Quoted passage:

-- Opening Marker --

It was the herdsman's weekend off so I had to tell him how things had gone while he was away.

'Nothing died,' I said. I always like to start these reports off on a positive note. 'We got the silage in on Saturday.'

'Didyou help cover it?'

'Yup.'

'Nasty job, that,' said the herdsman, with the relish of someone who has had aforesaid nasty job occur on his weekend off.

'Yup,' I said. It is a nasty job. First off there's the massive sheets of black plastic to spread over the silage, which is about like making a bed, assuming your bed is about twenty foot long, ten foot wide, and ten foot tall, your sheets are thick, heavy plastic, and there's a high wind. Also, there's the tires. Silage sheets are, by some obscure tradition, held down by old car tires; which are generally cheap and durable and do the job, so I suppose it's a good tradition. The problem is they're only used for that for a smallish part of the year. For the rest of the year they lurk in a rubber pile of evil in some obscure corner of the farm, collecting rainwater, dead insects, maggots, and, if you're really lucky, snakes and rats, until that inevitable day when you have to start picking them up and flinging them on the silage sheets. By the end everyone was covered in foul water and that pecular blackish-green slime that only old car tires seem to be able to produce.

-- Closing Marker --

Problem set:
a) In the passage about covering the silage, what holds the silage sheets down?
b) Resume the passage about covering the silage, starting right after its final sentence.
The records that come after this passage are not needed for any of the work here.

Information shown:
-- Opening Marker --

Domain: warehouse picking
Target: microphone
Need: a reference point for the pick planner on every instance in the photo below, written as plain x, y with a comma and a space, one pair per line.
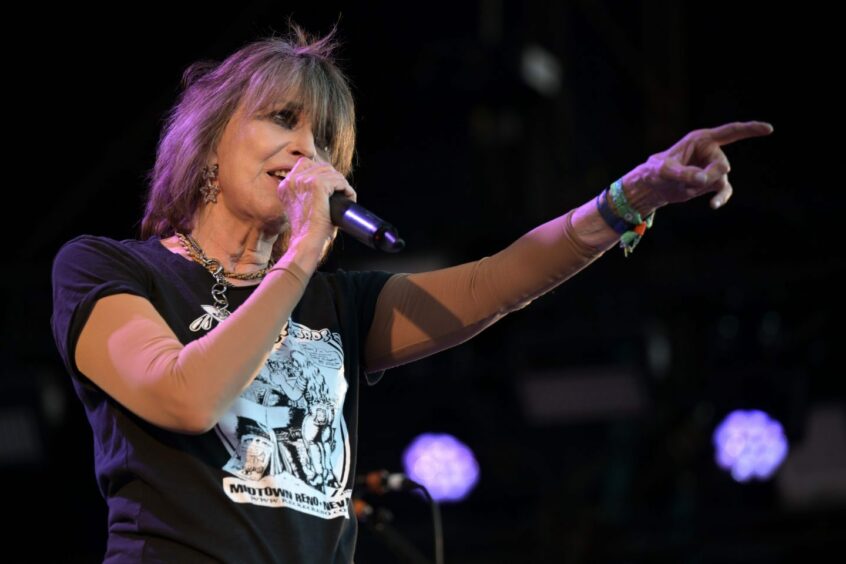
381, 481
365, 226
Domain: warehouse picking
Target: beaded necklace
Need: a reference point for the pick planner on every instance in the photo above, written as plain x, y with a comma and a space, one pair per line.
215, 267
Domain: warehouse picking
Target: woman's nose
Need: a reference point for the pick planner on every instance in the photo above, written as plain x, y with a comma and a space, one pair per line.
303, 143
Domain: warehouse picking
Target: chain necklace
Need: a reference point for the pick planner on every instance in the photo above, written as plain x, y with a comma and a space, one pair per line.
216, 268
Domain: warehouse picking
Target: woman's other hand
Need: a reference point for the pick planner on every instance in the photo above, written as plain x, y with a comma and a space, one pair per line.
695, 165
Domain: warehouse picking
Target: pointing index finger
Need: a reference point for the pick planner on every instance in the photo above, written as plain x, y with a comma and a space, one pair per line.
731, 132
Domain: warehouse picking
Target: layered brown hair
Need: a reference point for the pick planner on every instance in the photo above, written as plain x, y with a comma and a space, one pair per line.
298, 68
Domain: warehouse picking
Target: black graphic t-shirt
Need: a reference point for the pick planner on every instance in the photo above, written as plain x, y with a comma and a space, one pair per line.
272, 481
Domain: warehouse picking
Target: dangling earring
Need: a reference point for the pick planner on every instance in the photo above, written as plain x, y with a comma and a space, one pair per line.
209, 188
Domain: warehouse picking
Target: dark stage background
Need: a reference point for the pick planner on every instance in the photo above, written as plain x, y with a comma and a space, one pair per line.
715, 311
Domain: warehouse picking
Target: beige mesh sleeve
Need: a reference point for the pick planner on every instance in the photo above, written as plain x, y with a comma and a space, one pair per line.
129, 351
420, 314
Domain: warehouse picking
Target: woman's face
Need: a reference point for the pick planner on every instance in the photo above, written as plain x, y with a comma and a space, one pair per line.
251, 148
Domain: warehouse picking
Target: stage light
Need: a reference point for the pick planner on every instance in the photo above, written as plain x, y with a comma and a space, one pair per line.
443, 464
750, 444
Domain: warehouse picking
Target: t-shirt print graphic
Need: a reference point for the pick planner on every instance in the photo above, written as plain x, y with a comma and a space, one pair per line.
286, 435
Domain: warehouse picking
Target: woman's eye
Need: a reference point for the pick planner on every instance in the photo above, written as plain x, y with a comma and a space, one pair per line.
287, 118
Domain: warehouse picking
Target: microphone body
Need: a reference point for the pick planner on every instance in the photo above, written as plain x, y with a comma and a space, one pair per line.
364, 225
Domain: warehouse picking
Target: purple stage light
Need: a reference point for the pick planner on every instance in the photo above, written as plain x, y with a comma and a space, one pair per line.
750, 444
443, 464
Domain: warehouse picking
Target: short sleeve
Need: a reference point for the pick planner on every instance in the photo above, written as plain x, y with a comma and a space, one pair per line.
366, 286
86, 269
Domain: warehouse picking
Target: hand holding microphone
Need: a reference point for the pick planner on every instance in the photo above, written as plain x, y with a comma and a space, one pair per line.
302, 193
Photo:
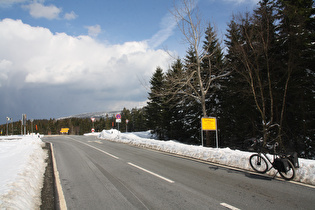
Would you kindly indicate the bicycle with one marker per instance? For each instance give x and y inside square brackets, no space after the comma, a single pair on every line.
[284,164]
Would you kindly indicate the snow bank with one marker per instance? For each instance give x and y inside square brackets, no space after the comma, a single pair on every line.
[22,164]
[226,156]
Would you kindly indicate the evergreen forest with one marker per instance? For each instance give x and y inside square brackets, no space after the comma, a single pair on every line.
[258,83]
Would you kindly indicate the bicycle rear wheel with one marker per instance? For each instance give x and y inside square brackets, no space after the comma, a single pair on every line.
[289,175]
[258,163]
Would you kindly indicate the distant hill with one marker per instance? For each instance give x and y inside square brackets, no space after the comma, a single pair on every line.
[92,114]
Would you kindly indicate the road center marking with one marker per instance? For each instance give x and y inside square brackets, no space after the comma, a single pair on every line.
[113,156]
[229,206]
[152,173]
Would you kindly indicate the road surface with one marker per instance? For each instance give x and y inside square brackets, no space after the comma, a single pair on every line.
[99,174]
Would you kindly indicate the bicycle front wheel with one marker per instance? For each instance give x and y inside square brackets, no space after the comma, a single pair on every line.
[258,163]
[289,175]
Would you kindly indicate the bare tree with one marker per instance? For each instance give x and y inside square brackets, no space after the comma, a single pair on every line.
[193,83]
[253,40]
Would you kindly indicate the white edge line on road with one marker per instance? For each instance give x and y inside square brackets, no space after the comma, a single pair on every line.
[152,173]
[61,197]
[229,206]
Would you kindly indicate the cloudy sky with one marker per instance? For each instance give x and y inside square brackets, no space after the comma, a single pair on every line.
[65,57]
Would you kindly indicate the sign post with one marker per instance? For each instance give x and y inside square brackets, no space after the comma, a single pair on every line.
[24,121]
[127,125]
[93,120]
[209,124]
[118,120]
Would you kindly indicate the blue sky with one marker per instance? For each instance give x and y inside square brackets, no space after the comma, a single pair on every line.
[64,57]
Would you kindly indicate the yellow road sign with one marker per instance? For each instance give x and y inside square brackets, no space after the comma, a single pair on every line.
[209,124]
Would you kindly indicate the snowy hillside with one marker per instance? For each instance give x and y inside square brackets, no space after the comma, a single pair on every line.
[22,164]
[92,114]
[226,156]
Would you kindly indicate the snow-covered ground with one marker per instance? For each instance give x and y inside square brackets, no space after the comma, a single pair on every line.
[22,165]
[226,156]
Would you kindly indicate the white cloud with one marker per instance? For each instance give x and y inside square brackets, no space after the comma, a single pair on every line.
[70,16]
[84,71]
[167,25]
[242,1]
[9,3]
[94,30]
[38,10]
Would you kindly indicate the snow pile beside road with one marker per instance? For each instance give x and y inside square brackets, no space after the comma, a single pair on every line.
[22,164]
[225,156]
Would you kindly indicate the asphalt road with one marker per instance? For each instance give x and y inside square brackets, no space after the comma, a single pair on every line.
[99,174]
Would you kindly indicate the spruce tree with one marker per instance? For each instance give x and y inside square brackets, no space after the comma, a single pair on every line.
[155,109]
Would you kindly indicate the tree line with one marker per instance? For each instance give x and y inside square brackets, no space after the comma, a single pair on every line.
[262,86]
[259,85]
[80,126]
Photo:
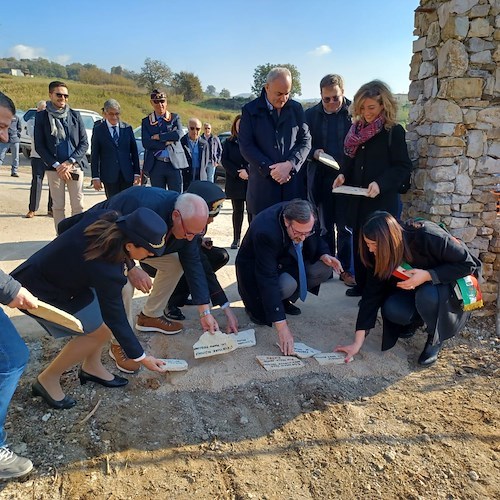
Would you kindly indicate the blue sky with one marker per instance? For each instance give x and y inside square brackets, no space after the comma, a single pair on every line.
[222,41]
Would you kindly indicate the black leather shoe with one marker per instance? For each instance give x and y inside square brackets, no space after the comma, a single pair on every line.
[291,309]
[429,354]
[115,382]
[175,313]
[355,291]
[38,389]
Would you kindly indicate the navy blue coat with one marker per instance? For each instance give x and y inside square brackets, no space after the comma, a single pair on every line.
[59,274]
[267,251]
[45,143]
[108,159]
[264,143]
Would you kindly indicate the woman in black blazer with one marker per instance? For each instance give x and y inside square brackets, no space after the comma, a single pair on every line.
[423,292]
[236,168]
[376,159]
[82,273]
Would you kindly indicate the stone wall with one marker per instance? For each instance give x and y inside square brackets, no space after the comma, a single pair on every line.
[455,124]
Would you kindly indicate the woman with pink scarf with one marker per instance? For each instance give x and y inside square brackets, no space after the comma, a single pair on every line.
[377,159]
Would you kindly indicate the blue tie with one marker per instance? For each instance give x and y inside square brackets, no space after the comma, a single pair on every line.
[302,271]
[115,135]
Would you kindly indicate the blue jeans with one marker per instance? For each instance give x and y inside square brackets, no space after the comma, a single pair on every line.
[13,359]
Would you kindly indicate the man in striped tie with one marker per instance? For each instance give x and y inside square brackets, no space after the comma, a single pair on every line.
[114,157]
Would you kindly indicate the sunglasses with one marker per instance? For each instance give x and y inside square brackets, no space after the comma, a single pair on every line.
[335,98]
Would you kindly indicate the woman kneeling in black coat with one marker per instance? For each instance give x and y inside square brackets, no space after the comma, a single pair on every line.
[424,294]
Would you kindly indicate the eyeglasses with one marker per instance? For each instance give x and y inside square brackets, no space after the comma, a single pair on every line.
[335,98]
[305,234]
[188,235]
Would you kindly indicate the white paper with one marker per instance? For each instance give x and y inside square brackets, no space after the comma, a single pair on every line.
[214,344]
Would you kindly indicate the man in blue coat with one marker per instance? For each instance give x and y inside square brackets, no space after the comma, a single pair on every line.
[274,138]
[114,160]
[268,265]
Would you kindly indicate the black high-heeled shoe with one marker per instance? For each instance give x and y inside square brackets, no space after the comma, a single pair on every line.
[38,389]
[115,382]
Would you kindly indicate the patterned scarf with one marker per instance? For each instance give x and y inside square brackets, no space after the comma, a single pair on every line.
[361,132]
[55,117]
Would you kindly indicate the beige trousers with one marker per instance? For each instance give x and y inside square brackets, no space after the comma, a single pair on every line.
[58,192]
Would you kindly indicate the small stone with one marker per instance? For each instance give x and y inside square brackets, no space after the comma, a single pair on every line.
[474,475]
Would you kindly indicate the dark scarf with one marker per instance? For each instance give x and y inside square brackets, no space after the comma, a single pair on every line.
[361,132]
[55,117]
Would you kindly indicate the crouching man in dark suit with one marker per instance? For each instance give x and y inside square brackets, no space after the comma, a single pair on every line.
[280,259]
[114,160]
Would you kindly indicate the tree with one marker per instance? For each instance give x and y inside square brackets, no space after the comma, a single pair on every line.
[210,90]
[260,74]
[188,85]
[154,74]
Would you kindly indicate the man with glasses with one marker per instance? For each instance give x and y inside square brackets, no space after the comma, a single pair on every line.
[163,154]
[280,259]
[114,160]
[329,122]
[215,151]
[197,152]
[61,141]
[274,139]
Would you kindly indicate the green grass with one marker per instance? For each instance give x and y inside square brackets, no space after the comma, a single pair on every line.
[26,92]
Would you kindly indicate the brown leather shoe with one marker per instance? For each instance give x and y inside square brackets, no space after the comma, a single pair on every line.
[122,361]
[347,278]
[161,324]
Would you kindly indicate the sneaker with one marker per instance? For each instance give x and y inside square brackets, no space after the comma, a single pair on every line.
[12,465]
[174,313]
[122,361]
[161,324]
[347,278]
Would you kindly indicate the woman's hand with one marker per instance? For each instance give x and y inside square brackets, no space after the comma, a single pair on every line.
[153,364]
[373,190]
[417,277]
[338,181]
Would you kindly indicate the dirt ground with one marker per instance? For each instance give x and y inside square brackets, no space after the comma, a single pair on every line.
[380,427]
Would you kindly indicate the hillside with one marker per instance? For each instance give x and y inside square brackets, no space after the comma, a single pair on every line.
[26,92]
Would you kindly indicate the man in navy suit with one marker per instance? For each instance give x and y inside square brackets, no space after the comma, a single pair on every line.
[268,265]
[62,143]
[114,159]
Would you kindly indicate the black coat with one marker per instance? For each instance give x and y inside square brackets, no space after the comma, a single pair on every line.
[446,259]
[108,159]
[375,161]
[264,142]
[60,275]
[232,161]
[267,251]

-- Closing Marker --

Responses:
a) Old car tires.

b)
'One of the cows went down with grass staggers-' this is magnesium deficiency, which in its early stages causes cattle to stagger as though drunk. Then they lie down and shake and can't get up. Then they go into convulsions and die. 'I gave her a bottle of mag under the skin and she seems to be okay. But I think we're running out of grass.'

The herdsman nodded with grim satisfaction. He's been predicting we would for weeks, and he does so enjoy being right.

'There we are,' he said. 'We'll have to move the dry cows again; they're too close to the parlour. Why did you put them there?'

'It was pissing down yesterday,' I said. I am a good farmer, but I still don't trek cows out to the far edges of the farm when it's raining sideways unless I absolutely have to.

'There we are.'

As I am leaving in a week, I feel it is probably time to clean the caravan- that's trailer to you Americans- that I've been living in for the past four months. I can't remember what color the carpet is. Protective clothing may be in order.

The weather's improved from the weekend, and although we all agree that this 'sunshine' thing is some sort of primitive myth, we have tentatively left off working on the Ark. Getting all hundred and eighty cows on that thing was going to be a bugger anyway.
08:47 AM - kat - No comments

Sunday, May 19

I suppose an introduction is in order.

So: my name is Kat Feete. I grew up in southwestern Virginia on my family's dairy farm, Meadow Creek Dairy. There wasn't a hell of a lot to do there- aside from work- and so I developed various other ways of passing the time, mostly reading science fiction and fantasy, writing science fiction and fantasy, mucking about on the Internet, and thinking of ways to avoid work.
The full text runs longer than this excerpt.